» Requirement
Take the line containing "[mark] the tile" and each line after it through the end of the data below, and return them exactly, minus any pictures.

» Recorded data
================

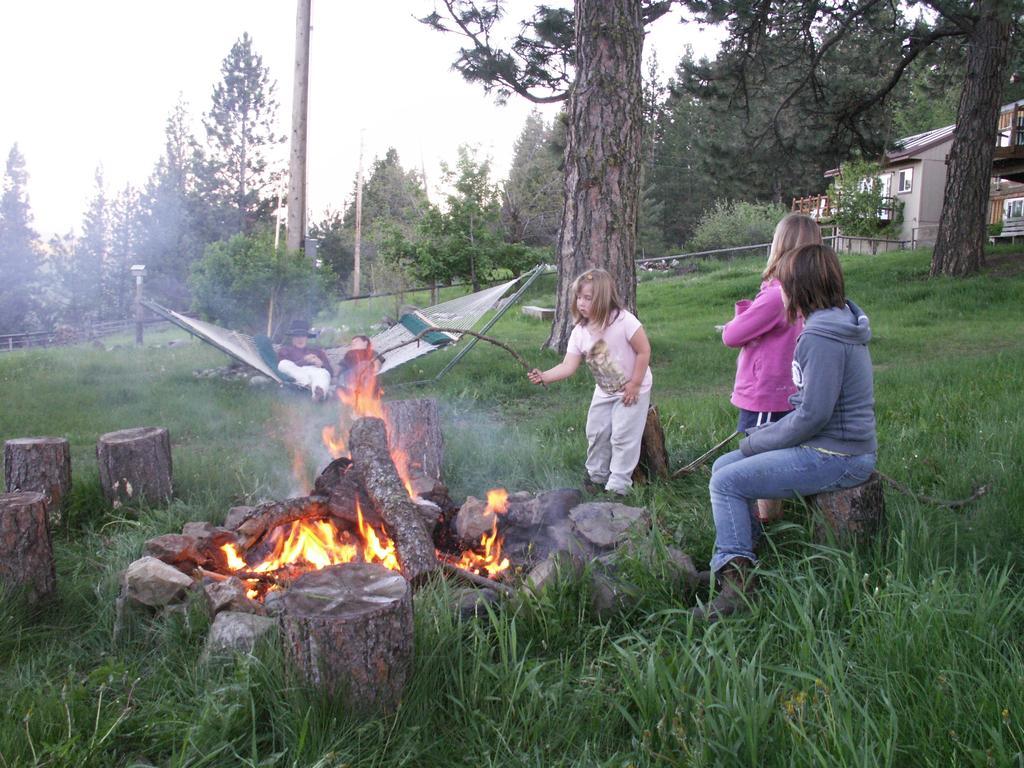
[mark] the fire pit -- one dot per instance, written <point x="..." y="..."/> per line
<point x="335" y="568"/>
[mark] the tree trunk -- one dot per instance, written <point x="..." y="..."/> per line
<point x="348" y="631"/>
<point x="26" y="554"/>
<point x="414" y="427"/>
<point x="135" y="464"/>
<point x="960" y="245"/>
<point x="602" y="155"/>
<point x="41" y="464"/>
<point x="414" y="547"/>
<point x="653" y="454"/>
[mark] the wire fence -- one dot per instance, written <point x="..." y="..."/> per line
<point x="64" y="335"/>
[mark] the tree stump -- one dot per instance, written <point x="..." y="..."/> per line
<point x="26" y="554"/>
<point x="348" y="631"/>
<point x="851" y="516"/>
<point x="653" y="455"/>
<point x="414" y="427"/>
<point x="135" y="464"/>
<point x="41" y="464"/>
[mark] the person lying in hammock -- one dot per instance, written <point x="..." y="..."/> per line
<point x="308" y="366"/>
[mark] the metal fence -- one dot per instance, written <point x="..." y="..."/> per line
<point x="68" y="335"/>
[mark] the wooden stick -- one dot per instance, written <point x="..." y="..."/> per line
<point x="476" y="579"/>
<point x="704" y="457"/>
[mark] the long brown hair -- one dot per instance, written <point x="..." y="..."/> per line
<point x="793" y="231"/>
<point x="605" y="298"/>
<point x="811" y="279"/>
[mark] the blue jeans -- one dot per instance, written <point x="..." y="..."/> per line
<point x="737" y="481"/>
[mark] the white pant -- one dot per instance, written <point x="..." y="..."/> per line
<point x="307" y="376"/>
<point x="613" y="434"/>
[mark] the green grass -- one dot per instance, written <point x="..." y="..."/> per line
<point x="906" y="653"/>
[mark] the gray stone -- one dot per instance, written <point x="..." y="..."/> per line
<point x="550" y="569"/>
<point x="429" y="512"/>
<point x="154" y="583"/>
<point x="607" y="524"/>
<point x="232" y="631"/>
<point x="609" y="595"/>
<point x="230" y="595"/>
<point x="474" y="520"/>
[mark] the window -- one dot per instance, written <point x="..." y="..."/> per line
<point x="905" y="180"/>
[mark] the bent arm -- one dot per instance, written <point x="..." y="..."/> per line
<point x="762" y="315"/>
<point x="562" y="371"/>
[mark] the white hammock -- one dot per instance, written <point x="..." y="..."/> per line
<point x="397" y="343"/>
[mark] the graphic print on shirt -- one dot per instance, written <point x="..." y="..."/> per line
<point x="798" y="375"/>
<point x="607" y="373"/>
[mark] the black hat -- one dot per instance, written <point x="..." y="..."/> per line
<point x="299" y="328"/>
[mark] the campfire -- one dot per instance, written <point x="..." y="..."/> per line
<point x="332" y="528"/>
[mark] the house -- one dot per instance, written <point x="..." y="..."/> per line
<point x="913" y="172"/>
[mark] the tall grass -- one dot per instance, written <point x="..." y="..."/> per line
<point x="907" y="652"/>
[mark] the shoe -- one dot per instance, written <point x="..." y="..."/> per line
<point x="735" y="590"/>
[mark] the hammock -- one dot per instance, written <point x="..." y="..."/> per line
<point x="397" y="344"/>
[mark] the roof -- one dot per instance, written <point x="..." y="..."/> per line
<point x="910" y="146"/>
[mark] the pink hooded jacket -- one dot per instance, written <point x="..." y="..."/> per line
<point x="764" y="371"/>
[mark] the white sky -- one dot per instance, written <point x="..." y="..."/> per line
<point x="88" y="84"/>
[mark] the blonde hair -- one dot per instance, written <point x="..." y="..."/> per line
<point x="793" y="231"/>
<point x="605" y="297"/>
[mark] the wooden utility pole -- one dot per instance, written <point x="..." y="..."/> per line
<point x="358" y="223"/>
<point x="300" y="97"/>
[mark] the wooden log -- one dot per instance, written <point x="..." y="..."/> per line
<point x="348" y="631"/>
<point x="414" y="427"/>
<point x="414" y="547"/>
<point x="850" y="516"/>
<point x="26" y="552"/>
<point x="135" y="464"/>
<point x="41" y="464"/>
<point x="653" y="455"/>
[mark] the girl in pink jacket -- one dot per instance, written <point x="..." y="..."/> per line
<point x="766" y="339"/>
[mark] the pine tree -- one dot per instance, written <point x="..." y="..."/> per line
<point x="19" y="248"/>
<point x="172" y="213"/>
<point x="241" y="173"/>
<point x="531" y="198"/>
<point x="91" y="255"/>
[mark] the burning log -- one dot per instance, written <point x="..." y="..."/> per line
<point x="348" y="630"/>
<point x="415" y="549"/>
<point x="135" y="464"/>
<point x="414" y="429"/>
<point x="41" y="464"/>
<point x="269" y="515"/>
<point x="26" y="554"/>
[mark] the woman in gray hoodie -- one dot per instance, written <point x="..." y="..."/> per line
<point x="825" y="442"/>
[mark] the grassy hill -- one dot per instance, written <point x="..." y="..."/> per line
<point x="907" y="653"/>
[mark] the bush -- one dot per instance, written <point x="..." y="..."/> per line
<point x="857" y="202"/>
<point x="236" y="281"/>
<point x="731" y="223"/>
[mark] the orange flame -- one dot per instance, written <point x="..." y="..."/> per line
<point x="375" y="550"/>
<point x="364" y="398"/>
<point x="487" y="556"/>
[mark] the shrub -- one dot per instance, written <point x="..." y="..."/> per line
<point x="240" y="282"/>
<point x="730" y="223"/>
<point x="857" y="202"/>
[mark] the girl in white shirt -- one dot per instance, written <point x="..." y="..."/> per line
<point x="615" y="347"/>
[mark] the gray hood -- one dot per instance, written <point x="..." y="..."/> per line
<point x="848" y="325"/>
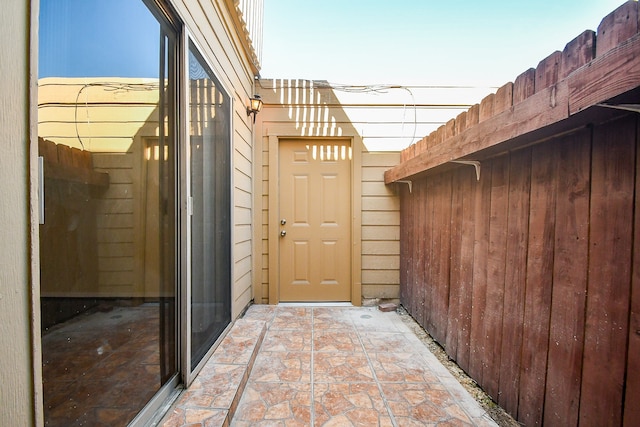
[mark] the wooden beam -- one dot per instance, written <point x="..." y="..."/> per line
<point x="607" y="76"/>
<point x="541" y="109"/>
<point x="613" y="74"/>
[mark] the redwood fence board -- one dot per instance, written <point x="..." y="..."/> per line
<point x="569" y="284"/>
<point x="501" y="266"/>
<point x="529" y="276"/>
<point x="537" y="298"/>
<point x="482" y="200"/>
<point x="632" y="391"/>
<point x="515" y="278"/>
<point x="613" y="170"/>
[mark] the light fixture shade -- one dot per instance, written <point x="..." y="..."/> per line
<point x="256" y="104"/>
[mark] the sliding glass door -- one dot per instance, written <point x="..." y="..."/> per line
<point x="210" y="192"/>
<point x="107" y="140"/>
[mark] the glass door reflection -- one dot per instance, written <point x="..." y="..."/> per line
<point x="210" y="189"/>
<point x="106" y="108"/>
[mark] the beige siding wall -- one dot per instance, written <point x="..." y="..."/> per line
<point x="16" y="376"/>
<point x="380" y="228"/>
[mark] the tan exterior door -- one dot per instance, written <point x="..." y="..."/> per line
<point x="315" y="220"/>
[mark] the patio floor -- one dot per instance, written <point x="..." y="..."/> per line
<point x="324" y="366"/>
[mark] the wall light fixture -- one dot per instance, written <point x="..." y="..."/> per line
<point x="254" y="107"/>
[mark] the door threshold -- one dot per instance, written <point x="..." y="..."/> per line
<point x="315" y="304"/>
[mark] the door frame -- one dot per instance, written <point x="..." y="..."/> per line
<point x="274" y="214"/>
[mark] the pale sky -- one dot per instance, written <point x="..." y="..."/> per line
<point x="430" y="42"/>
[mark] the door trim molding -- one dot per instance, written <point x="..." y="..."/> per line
<point x="356" y="213"/>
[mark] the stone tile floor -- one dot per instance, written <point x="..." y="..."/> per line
<point x="325" y="366"/>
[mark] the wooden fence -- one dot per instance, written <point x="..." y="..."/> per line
<point x="525" y="276"/>
<point x="529" y="276"/>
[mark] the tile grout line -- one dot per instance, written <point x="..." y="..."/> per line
<point x="375" y="378"/>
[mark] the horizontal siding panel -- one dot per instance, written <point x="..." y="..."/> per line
<point x="117" y="235"/>
<point x="375" y="173"/>
<point x="388" y="277"/>
<point x="377" y="189"/>
<point x="380" y="203"/>
<point x="116" y="278"/>
<point x="381" y="291"/>
<point x="115" y="206"/>
<point x="115" y="221"/>
<point x="116" y="264"/>
<point x="380" y="248"/>
<point x="380" y="232"/>
<point x="111" y="250"/>
<point x="380" y="262"/>
<point x="111" y="161"/>
<point x="387" y="159"/>
<point x="118" y="191"/>
<point x="379" y="218"/>
<point x="97" y="113"/>
<point x="120" y="176"/>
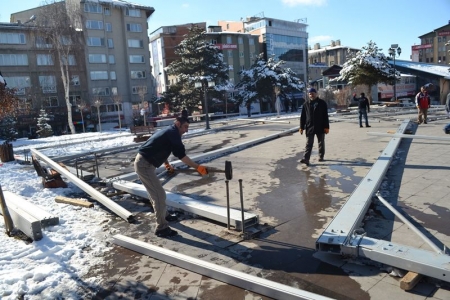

================

» Response
[mark] the tile grout line -- one dot per instance, written <point x="..." y="..."/> per line
<point x="375" y="378"/>
[mark] the horizontal siding panel -- one dot per instance, written <point x="..." y="..."/> per line
<point x="117" y="235"/>
<point x="375" y="173"/>
<point x="388" y="277"/>
<point x="377" y="189"/>
<point x="380" y="203"/>
<point x="116" y="278"/>
<point x="381" y="291"/>
<point x="115" y="206"/>
<point x="115" y="221"/>
<point x="116" y="264"/>
<point x="380" y="248"/>
<point x="380" y="232"/>
<point x="111" y="250"/>
<point x="380" y="262"/>
<point x="111" y="161"/>
<point x="387" y="159"/>
<point x="118" y="191"/>
<point x="379" y="218"/>
<point x="97" y="113"/>
<point x="120" y="176"/>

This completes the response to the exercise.